• [DIRECTIONS FOR THIS TASK] Copy the lines from the one with "TARGET = orange hull bottom" up to and including the one with "[(571, 429), (245, 426)]", requests included, but scale every coordinate in the answers by 0.4 and round each to a whole number, with halves going up. Give only those lines, and leave the pictures out.

---------- MATERIAL FOR THE TASK ----------

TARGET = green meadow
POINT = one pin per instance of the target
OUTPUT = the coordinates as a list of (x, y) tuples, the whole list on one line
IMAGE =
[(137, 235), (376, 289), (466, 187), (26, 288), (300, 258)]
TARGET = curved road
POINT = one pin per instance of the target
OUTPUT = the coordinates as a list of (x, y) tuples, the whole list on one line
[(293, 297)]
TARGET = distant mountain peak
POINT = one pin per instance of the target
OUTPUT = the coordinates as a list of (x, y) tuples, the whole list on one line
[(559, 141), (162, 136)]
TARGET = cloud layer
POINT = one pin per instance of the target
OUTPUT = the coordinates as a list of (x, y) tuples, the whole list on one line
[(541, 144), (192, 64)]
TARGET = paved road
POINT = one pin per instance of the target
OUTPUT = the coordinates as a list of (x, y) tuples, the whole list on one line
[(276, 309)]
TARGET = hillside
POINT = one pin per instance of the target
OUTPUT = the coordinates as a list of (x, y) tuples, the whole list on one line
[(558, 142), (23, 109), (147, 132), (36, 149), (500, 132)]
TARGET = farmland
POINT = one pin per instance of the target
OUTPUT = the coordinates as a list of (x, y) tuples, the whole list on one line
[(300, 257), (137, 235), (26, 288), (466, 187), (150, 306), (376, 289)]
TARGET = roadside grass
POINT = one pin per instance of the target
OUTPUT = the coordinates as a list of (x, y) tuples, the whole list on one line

----------
---------- MATERIAL FOR THE TASK ----------

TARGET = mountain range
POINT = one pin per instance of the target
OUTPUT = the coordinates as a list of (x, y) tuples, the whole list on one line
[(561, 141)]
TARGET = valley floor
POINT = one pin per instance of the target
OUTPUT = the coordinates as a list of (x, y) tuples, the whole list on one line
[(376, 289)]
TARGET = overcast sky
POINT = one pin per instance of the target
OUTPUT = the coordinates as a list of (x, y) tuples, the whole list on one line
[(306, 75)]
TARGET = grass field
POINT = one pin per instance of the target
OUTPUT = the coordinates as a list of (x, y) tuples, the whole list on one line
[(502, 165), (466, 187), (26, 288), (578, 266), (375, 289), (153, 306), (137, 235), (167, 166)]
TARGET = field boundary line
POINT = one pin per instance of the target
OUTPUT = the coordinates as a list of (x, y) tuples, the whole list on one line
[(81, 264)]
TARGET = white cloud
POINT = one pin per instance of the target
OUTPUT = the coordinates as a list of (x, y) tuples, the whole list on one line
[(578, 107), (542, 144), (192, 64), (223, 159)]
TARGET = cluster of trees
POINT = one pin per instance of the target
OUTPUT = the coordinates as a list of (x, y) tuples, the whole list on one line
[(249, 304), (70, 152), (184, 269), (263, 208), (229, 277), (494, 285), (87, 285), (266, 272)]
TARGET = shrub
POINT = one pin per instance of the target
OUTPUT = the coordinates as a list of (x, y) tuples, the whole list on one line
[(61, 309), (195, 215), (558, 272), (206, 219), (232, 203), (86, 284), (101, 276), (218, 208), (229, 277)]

----------
---------- MATERIAL FOR THE TASK ----------

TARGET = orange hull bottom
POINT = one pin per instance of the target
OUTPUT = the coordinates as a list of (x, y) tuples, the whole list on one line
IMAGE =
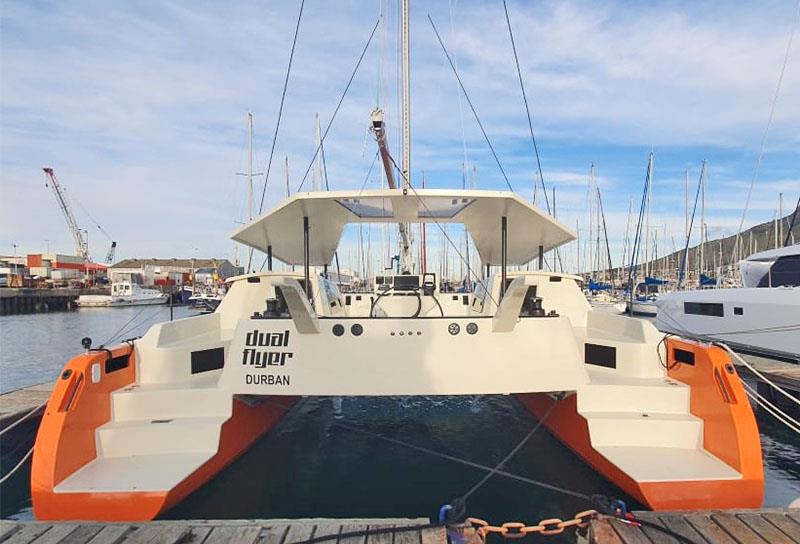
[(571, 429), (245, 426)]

----------

• [CORRECT OUTPUT]
TARGET = orange hull bottom
POINT = one pin per instance of the target
OUTPUT = the coordinates as a list of (x, y) tuples, the whole list on one line
IMAGE =
[(228, 172), (98, 170)]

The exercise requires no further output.